## Task prompt:
Give back all the records exactly, keeping every line whole.

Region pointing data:
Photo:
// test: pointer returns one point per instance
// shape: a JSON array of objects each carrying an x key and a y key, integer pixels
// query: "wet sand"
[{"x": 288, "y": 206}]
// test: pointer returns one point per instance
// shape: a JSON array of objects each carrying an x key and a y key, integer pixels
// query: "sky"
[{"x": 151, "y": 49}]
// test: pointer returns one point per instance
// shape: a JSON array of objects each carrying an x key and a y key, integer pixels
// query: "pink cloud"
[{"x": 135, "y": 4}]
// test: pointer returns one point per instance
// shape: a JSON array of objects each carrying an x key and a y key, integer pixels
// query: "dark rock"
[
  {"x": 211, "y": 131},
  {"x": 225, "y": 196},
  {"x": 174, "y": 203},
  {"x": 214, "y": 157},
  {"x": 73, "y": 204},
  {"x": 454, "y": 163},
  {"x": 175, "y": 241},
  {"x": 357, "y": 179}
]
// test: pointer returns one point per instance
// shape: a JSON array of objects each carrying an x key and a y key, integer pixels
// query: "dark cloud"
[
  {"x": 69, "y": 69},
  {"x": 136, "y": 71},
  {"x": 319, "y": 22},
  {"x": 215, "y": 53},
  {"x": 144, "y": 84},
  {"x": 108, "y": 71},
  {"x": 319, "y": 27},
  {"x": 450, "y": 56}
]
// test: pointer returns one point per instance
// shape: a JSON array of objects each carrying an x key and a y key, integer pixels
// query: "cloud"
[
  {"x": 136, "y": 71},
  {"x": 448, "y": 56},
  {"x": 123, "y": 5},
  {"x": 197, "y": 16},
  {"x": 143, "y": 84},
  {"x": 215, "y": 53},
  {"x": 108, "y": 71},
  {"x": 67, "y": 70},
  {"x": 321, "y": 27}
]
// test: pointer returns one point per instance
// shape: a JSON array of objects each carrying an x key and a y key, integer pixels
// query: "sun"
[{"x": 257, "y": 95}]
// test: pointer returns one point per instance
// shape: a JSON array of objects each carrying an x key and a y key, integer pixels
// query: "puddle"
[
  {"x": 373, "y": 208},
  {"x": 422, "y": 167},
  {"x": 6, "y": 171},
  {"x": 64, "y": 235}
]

## Result below:
Photo:
// test: pointer returns one point per instance
// shape: a JSON array of objects each carrying an x key and a y key, integer pixels
// query: "wet sand"
[{"x": 288, "y": 206}]
// test: pointer returns one point per instance
// shape: a JSON array of objects each carrying an x key and a y key, integer pixels
// query: "sky"
[{"x": 151, "y": 49}]
// test: pointer returns one point per instance
// shape: a JSON array of objects each carrying an x key and a y key, integer pixels
// query: "pink cloud"
[{"x": 135, "y": 4}]
// test: pointer returns one point per instance
// shape: a JSON array of objects each carrying an x key and a y key, integer pixels
// query: "dark rock"
[
  {"x": 211, "y": 131},
  {"x": 225, "y": 196},
  {"x": 174, "y": 203},
  {"x": 214, "y": 157},
  {"x": 73, "y": 204},
  {"x": 454, "y": 163},
  {"x": 175, "y": 241},
  {"x": 357, "y": 179}
]
// test: pointer returns one point per instance
// shape: a JSON array of objects each carrying an x key and a y key, integer pixels
// query: "dark cloud"
[
  {"x": 69, "y": 69},
  {"x": 136, "y": 71},
  {"x": 319, "y": 22},
  {"x": 215, "y": 53},
  {"x": 144, "y": 84},
  {"x": 108, "y": 71},
  {"x": 319, "y": 27},
  {"x": 450, "y": 56}
]
// test: pointer returns one point per instance
// shape: a JSON array of objects each carrying an x key and a y key, integer pixels
// query: "cloud"
[
  {"x": 136, "y": 71},
  {"x": 448, "y": 56},
  {"x": 123, "y": 5},
  {"x": 197, "y": 16},
  {"x": 143, "y": 84},
  {"x": 215, "y": 53},
  {"x": 108, "y": 71},
  {"x": 67, "y": 70},
  {"x": 321, "y": 27}
]
// test: pointer returns one point per instance
// shape: a JSON array of objects each carrying an x key and a y key, integer pixels
// query: "sun"
[{"x": 257, "y": 95}]
// test: pointer returns one point per instance
// shape: a JSON array of objects each carrying an x key and a y key, integer pixels
// query: "puddle"
[
  {"x": 373, "y": 208},
  {"x": 422, "y": 167},
  {"x": 6, "y": 171},
  {"x": 64, "y": 235}
]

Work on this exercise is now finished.